INPUT:
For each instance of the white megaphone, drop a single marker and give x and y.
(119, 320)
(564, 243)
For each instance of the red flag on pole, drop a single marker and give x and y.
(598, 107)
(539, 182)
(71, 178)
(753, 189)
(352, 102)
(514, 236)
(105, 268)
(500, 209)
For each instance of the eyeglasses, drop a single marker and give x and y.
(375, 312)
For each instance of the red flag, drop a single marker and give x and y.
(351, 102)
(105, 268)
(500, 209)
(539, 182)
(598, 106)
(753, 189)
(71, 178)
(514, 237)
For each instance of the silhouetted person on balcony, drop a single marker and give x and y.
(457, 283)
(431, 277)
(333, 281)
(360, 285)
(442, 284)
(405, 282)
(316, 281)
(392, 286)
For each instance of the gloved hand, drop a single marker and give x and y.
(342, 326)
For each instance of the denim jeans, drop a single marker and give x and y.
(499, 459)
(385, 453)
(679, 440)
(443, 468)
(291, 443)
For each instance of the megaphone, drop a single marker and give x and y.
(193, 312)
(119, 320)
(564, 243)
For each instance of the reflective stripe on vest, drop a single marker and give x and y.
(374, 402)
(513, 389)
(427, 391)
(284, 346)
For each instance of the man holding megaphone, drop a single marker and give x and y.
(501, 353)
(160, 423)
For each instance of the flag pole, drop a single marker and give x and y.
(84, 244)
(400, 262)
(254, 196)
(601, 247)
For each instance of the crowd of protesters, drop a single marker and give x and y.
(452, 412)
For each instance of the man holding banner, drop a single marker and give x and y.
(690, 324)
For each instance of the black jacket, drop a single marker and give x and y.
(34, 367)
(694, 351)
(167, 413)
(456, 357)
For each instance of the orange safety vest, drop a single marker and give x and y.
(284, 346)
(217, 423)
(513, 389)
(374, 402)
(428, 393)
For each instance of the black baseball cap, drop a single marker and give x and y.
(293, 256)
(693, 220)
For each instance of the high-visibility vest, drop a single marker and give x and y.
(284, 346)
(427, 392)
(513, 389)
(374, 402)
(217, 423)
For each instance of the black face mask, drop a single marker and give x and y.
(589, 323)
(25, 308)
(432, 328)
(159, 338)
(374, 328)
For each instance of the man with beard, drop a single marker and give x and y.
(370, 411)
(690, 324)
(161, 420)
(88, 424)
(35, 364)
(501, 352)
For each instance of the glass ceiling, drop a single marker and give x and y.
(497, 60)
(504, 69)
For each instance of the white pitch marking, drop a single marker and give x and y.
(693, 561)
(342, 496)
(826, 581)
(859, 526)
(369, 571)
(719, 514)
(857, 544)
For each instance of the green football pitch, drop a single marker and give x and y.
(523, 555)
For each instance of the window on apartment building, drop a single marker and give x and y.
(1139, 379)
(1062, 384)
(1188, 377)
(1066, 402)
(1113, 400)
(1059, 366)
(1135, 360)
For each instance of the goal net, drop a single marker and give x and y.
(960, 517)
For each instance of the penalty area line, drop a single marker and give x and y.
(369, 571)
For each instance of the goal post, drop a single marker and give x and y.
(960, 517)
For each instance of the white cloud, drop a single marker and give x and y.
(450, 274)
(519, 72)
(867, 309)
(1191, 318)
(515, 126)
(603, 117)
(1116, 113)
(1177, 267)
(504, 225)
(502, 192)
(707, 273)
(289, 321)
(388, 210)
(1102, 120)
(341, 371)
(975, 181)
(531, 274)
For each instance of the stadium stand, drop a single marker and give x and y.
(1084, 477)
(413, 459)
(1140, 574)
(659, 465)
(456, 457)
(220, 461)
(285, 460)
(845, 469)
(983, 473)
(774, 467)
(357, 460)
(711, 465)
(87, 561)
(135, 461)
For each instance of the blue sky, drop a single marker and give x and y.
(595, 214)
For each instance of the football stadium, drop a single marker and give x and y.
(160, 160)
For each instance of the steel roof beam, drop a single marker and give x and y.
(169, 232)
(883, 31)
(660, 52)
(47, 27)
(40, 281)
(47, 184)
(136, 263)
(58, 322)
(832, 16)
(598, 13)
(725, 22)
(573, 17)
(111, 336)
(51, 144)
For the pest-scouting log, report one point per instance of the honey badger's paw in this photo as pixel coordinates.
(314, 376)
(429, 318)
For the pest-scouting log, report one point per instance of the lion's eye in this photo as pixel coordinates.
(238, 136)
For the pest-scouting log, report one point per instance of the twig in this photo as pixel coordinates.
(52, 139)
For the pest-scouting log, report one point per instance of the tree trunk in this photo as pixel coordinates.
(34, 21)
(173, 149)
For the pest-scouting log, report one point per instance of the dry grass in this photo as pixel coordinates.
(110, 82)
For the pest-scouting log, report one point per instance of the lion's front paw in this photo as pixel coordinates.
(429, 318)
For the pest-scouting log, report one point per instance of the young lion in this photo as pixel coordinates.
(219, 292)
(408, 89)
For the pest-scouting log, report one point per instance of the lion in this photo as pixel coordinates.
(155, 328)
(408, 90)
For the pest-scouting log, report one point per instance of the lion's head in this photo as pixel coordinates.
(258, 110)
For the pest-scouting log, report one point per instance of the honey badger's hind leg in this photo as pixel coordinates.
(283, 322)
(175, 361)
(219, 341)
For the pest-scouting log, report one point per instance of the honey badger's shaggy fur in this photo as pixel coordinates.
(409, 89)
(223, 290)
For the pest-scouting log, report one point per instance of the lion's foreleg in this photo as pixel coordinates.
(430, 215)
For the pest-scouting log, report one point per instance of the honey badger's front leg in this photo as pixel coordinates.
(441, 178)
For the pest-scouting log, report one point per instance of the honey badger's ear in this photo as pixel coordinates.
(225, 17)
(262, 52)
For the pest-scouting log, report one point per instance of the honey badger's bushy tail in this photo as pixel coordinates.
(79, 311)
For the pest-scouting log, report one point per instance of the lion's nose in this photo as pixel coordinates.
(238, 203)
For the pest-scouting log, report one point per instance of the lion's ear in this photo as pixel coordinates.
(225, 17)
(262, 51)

WHAT TO DO: Put every line of the data above into a Markdown table with the columns "Row" and "Line", numbering the rows in order and leaving out any blank lines.

THE RESULT:
| Row | Line |
|---|---|
| 1 | For each instance of the white megaphone, drop a single marker and give x and y. |
| 2 | (119, 320) |
| 3 | (564, 243) |
| 4 | For each instance of the red flag on pole, drop a single marker and give x and y. |
| 5 | (598, 107) |
| 6 | (539, 182) |
| 7 | (71, 178) |
| 8 | (753, 189) |
| 9 | (352, 102) |
| 10 | (514, 236) |
| 11 | (105, 268) |
| 12 | (500, 209) |
| 13 | For each instance of the eyeglasses, drop a single marker and give x and y. |
| 14 | (375, 312) |
| 15 | For each instance of the red flag, drop a single marker and give x and y. |
| 16 | (351, 102) |
| 17 | (105, 268) |
| 18 | (500, 209) |
| 19 | (539, 182) |
| 20 | (598, 106) |
| 21 | (753, 189) |
| 22 | (71, 178) |
| 23 | (514, 237) |
| 24 | For each instance of the silhouetted person on balcony, drop a single marker and give x and y. |
| 25 | (457, 283) |
| 26 | (431, 277) |
| 27 | (333, 281) |
| 28 | (360, 285) |
| 29 | (442, 284) |
| 30 | (405, 282) |
| 31 | (316, 281) |
| 32 | (392, 286) |
| 33 | For each instance of the gloved hand, drop a single marker and give x and y. |
| 34 | (342, 326) |
| 35 | For each instance of the denim jeans, drop a single marker and give x and y. |
| 36 | (499, 459) |
| 37 | (385, 453) |
| 38 | (679, 440) |
| 39 | (443, 468) |
| 40 | (291, 443) |
| 41 | For each instance of the megaphone, drop a single marker and give x and y. |
| 42 | (193, 312) |
| 43 | (119, 320) |
| 44 | (564, 243) |
| 45 | For each instance of the reflective stripe on vest, drop a single marker and give x and y. |
| 46 | (374, 402) |
| 47 | (513, 389) |
| 48 | (427, 391) |
| 49 | (284, 346) |
| 50 | For each instance of the man holding megaphone, drop a single marker and give x and y. |
| 51 | (501, 353) |
| 52 | (160, 423) |
| 53 | For each instance of the flag pole, drop a single marker and give x and y. |
| 54 | (84, 244) |
| 55 | (400, 262) |
| 56 | (254, 196) |
| 57 | (601, 247) |
| 58 | For each instance of the crowd of protesters, drop a single marker and give x and y. |
| 59 | (452, 412) |
| 60 | For each instance of the man holding banner, drop a single marker and give x and y. |
| 61 | (690, 324) |
| 62 | For each instance of the black jacket, drop a single marker and give x and y. |
| 63 | (34, 367) |
| 64 | (694, 351) |
| 65 | (167, 413) |
| 66 | (456, 357) |
| 67 | For each instance of the orange safety vest, drop a single marker and give x and y. |
| 68 | (284, 346) |
| 69 | (217, 423) |
| 70 | (513, 389) |
| 71 | (374, 402) |
| 72 | (428, 393) |
| 73 | For each instance of the black baseball cap, drop a single marker and give x and y. |
| 74 | (293, 256) |
| 75 | (693, 220) |
| 76 | For each instance of the high-visibility vest, drop a single marker and give x and y. |
| 77 | (284, 346) |
| 78 | (427, 392) |
| 79 | (513, 389) |
| 80 | (374, 402) |
| 81 | (217, 423) |
| 82 | For each instance of the black face mask, drop a single marker and give x and y. |
| 83 | (589, 323) |
| 84 | (25, 308) |
| 85 | (432, 328) |
| 86 | (159, 338) |
| 87 | (374, 328) |
| 88 | For each instance of the man with beard, drop a single marker and give x and y. |
| 89 | (370, 411) |
| 90 | (690, 324) |
| 91 | (161, 420) |
| 92 | (88, 424) |
| 93 | (35, 364) |
| 94 | (501, 352) |
| 95 | For each instance of the glass ceiling, drop a single marker and give x and y. |
| 96 | (497, 60) |
| 97 | (504, 69) |
| 98 | For each instance of the white pitch marking, drop a single marker and give x and y. |
| 99 | (693, 561) |
| 100 | (342, 496) |
| 101 | (826, 581) |
| 102 | (859, 526) |
| 103 | (369, 571) |
| 104 | (719, 514) |
| 105 | (857, 544) |
| 106 | For each instance of the green football pitch, drop a single marker and give x and y. |
| 107 | (523, 555) |
| 108 | For each instance of the window on apartment building, drop a single marker and give x and y. |
| 109 | (1139, 379) |
| 110 | (1062, 384) |
| 111 | (1188, 377) |
| 112 | (1066, 402) |
| 113 | (1113, 400) |
| 114 | (1059, 366) |
| 115 | (1135, 360) |
| 116 | For each instance of the goal net, drop a single marker and give x and y. |
| 117 | (960, 517) |
| 118 | For each instance of the penalty area line, drop a single marker and give x and y. |
| 119 | (369, 571) |
| 120 | For each instance of the goal post, drop a single marker and give x and y. |
| 121 | (960, 517) |
| 122 | For each instance of the white cloud, drop a single marker and give x and y. |
| 123 | (450, 274) |
| 124 | (519, 72) |
| 125 | (867, 309) |
| 126 | (1191, 318) |
| 127 | (515, 126) |
| 128 | (603, 117) |
| 129 | (1116, 113) |
| 130 | (1177, 267) |
| 131 | (504, 225) |
| 132 | (502, 192) |
| 133 | (707, 273) |
| 134 | (289, 321) |
| 135 | (388, 210) |
| 136 | (1102, 120) |
| 137 | (341, 371) |
| 138 | (975, 181) |
| 139 | (531, 274) |
| 140 | For each instance of the stadium stand, drop a single marker and give x and y. |
| 141 | (1084, 477) |
| 142 | (413, 459) |
| 143 | (1140, 574) |
| 144 | (659, 465) |
| 145 | (456, 457) |
| 146 | (220, 461) |
| 147 | (285, 460) |
| 148 | (845, 469) |
| 149 | (983, 473) |
| 150 | (774, 467) |
| 151 | (357, 460) |
| 152 | (711, 465) |
| 153 | (87, 561) |
| 154 | (135, 461) |
| 155 | For each instance of the blue sky, drop a single marker and give x and y. |
| 156 | (595, 214) |
| 157 | For each instance of the football stadium, drop a single marker and give x and y. |
| 158 | (160, 160) |
| 159 | For each instance of the steel roof beam, drop a single marker and give x and y. |
| 160 | (169, 232) |
| 161 | (883, 31) |
| 162 | (660, 52) |
| 163 | (47, 27) |
| 164 | (40, 281) |
| 165 | (47, 184) |
| 166 | (136, 263) |
| 167 | (58, 322) |
| 168 | (832, 16) |
| 169 | (598, 13) |
| 170 | (725, 22) |
| 171 | (573, 17) |
| 172 | (111, 336) |
| 173 | (51, 144) |
| 174 | For the pest-scouting log, report one point per instance of the honey badger's paw in this photo as pixel coordinates. |
| 175 | (314, 376) |
| 176 | (429, 318) |
| 177 | For the pest-scouting log, report one point per instance of the lion's eye in this photo as pixel coordinates. |
| 178 | (238, 136) |
| 179 | For the pest-scouting log, report one point per instance of the twig in this photo as pixel coordinates. |
| 180 | (52, 139) |
| 181 | For the pest-scouting log, report one point per instance of the tree trunk in this photo as pixel coordinates. |
| 182 | (34, 21) |
| 183 | (173, 149) |
| 184 | For the pest-scouting log, report one point per instance of the dry grass in this photo as pixel coordinates. |
| 185 | (110, 82) |
| 186 | For the pest-scouting log, report one point per instance of the lion's front paw in this photo as pixel coordinates. |
| 187 | (429, 318) |
| 188 | For the pest-scouting log, report one point per instance of the young lion in this photo as pixel coordinates. |
| 189 | (219, 292) |
| 190 | (408, 89) |
| 191 | For the pest-scouting log, report one point per instance of the lion in this photo as pixel coordinates. |
| 192 | (155, 328) |
| 193 | (408, 90) |
| 194 | For the pest-scouting log, report one point per instance of the lion's head in this photo as pixel coordinates. |
| 195 | (258, 110) |
| 196 | For the pest-scouting log, report one point per instance of the honey badger's hind leg in this photo as pixel coordinates. |
| 197 | (283, 322) |
| 198 | (175, 361) |
| 199 | (219, 341) |
| 200 | For the pest-scouting log, report one point per instance of the honey badger's shaggy fur in this photo as pixel coordinates. |
| 201 | (409, 89) |
| 202 | (223, 290) |
| 203 | For the pest-scouting log, report one point per instance of the lion's foreleg in this photo as pixel coordinates. |
| 204 | (430, 215) |
| 205 | For the pest-scouting log, report one point per instance of the honey badger's front leg in this photo as pixel coordinates. |
| 206 | (441, 178) |
| 207 | For the pest-scouting log, report one point per instance of the honey badger's ear in this photo as pixel coordinates. |
| 208 | (225, 17) |
| 209 | (262, 52) |
| 210 | For the pest-scouting log, report one point per instance of the honey badger's bushy tail in this photo as pixel coordinates. |
| 211 | (79, 311) |
| 212 | For the pest-scouting log, report one point per instance of the lion's nose in this photo as pixel coordinates. |
| 213 | (238, 203) |
| 214 | For the pest-scouting log, report one point per instance of the lion's ear in this photo as pixel coordinates. |
| 215 | (225, 17) |
| 216 | (262, 51) |